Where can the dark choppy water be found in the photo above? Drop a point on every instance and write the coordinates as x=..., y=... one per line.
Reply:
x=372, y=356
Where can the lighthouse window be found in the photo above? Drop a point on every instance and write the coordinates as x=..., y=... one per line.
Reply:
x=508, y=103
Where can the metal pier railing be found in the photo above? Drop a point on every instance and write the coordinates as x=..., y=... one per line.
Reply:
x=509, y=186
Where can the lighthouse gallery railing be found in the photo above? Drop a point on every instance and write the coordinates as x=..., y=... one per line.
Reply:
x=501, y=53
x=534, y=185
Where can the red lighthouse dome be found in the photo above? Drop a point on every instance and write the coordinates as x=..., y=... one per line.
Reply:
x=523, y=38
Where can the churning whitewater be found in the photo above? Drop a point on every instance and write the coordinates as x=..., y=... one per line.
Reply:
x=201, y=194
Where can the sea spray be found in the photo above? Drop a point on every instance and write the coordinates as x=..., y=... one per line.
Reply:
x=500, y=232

——————

* _Task goal_: Using the material above, return each line in which the word "every" occurs.

* _Output of the task_:
Where can the dark choppy water be found in the photo above? Drop a point on every instance and write the coordinates as x=..., y=... one per line.
Where can the lighthouse window be found in the photo above? Drop a point on every instance and write the coordinates as x=..., y=... one per line.
Where can the metal pier railing be found in the photo above? Drop a point on every instance and write the coordinates as x=..., y=... one per line.
Where can the lighthouse gallery railing be found in the photo above? Drop a point on every instance and write the coordinates as x=..., y=... one per line.
Where can the red lighthouse dome be found in the photo above? Drop a point on every instance and write the coordinates as x=..., y=... one per line.
Where can the churning whitewater be found in the photo above? Drop a point on every instance and write the coordinates as x=..., y=... one per line.
Where can the sea spray be found in the photo above? Drop a point on every instance and write the coordinates as x=..., y=... one per line.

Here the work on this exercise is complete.